HOW MANY DEATHS WILL IT TAKE

UNTIL ICE JUST MELTS AWAY?

A protestor in Minneapolis, one of thousands demanding that ICE end its violent occupation of the city and its abuse of immigrants and people of color, carried a simple message: Americans in 2026 still believe in the nation’s founding principles of equality and the rule of law. That belief—not chaos, not extremism—is what now fills the streets.

What is happening in Minneapolis is not a rebellion against law. It is a rebellion against lawlessness by the federal government.

When federal immigration agents shoot and kill residents during opaque enforcement operations—and then shield themselves behind jurisdictional fog, immunity doctrines, and bureaucratic delay—the problem is not protest. The problem is power without accountability, exercised by agencies overseen by Department of Homeland Security Secretary Kristi Noem and defended by a Justice Department now led by Attorney General Pam Bondi.

The killings of Renée Good and Alex Pretti did not spark unrest because Americans suddenly became radicalized. They sparked unrest because they laid bare a system in which armed federal agents operate inside U.S. cities with fewer checks than local police, weaker transparency requirements, and near-automatic protection from meaningful consequence. Minneapolis did not radicalize the country. ICE did—under leadership that has explicitly framed immigration enforcement as a show of force rather than a civil function bound by constitutional restraint.

- [STORED DATA]:

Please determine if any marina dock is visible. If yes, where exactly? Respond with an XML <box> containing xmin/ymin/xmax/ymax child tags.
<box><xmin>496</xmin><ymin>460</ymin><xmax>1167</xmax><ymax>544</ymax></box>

- [PROBLEMS TO SOLVE]:
1) Write out the passage of the ICE opinion piece from "When federal immigration" to "General Pam Bondi.".
2) Answer these from the opinion piece on ICE in Minneapolis:
(a) What message did the Minneapolis protestor carry about what Americans in 2026 still believe?
(b) Who is named as leading the Justice Department?
(c) Whose killings does the piece say sparked the unrest?
3) Carry on the opinion piece about ICE in Minneapolis from its last sentence.

- [ANSWERS GIVEN]:
1)
When federal immigration agents shoot and kill residents during opaque enforcement operations—and then shield themselves behind jurisdictional fog, immunity doctrines, and bureaucratic delay—the problem is not protest. The problem is power without accountability, exercised by agencies overseen by Department of Homeland Security Secretary Kristi Noem and defended by a Justice Department now led by Attorney General Pam Bondi.

2)
(a) That Americans in 2026 still believe in the nation's founding principles of equality and the rule of law.
(b) Attorney General Pam Bondi.
(c) Renée Good and Alex Pretti.

3)
The public response has been swift and unmistakable. Thousands marched through sub-zero streets not merely to grieve but to insist that constitutional rights do not end at the border—or at the badge of a federal agency. Protesters invoked the First Amendment, due process, equal protection, and the most basic democratic demand: if the government kills, the government must answer.

So far, that answer has been partial at best.

Under Attorney General Pam Bondi, the Department of Justice has opened a federal civil-rights investigation into the killing of Alex Pretti. That decision matters. It signals that the use of deadly force by federal agents is not automatically immune from scrutiny. But it also exposes a troubling inconsistency: no comparable investigation has been opened into the killing of Renée Good. Two deaths. One investigation. One silence.

That selectivity is not merely procedural. It is political.

Bondi’s DOJ has emphasized federal authority and jurisdictional limits while declining to explain why one killing triggers civil-rights review and another does not. At the same time, DHS—answerable to Secretary Noem—has resisted broader transparency, forcing courts to intervene simply to ensure that evidence is preserved. Accountability has not been embraced; it has been extracted under pressure.

The legal deck is stacked. Criminal prosecutions of federal officers face extraordinarily high barriers. Prosecutors must prove not only that deadly force was excessive, but that it was willfully unlawful. The Supremacy Clause allows federal agents to claim immunity from state prosecution so long as they assert they were acting within their official duties. In practice, that doctrine has become a near-automatic shield, transforming federal authority into federal insulation.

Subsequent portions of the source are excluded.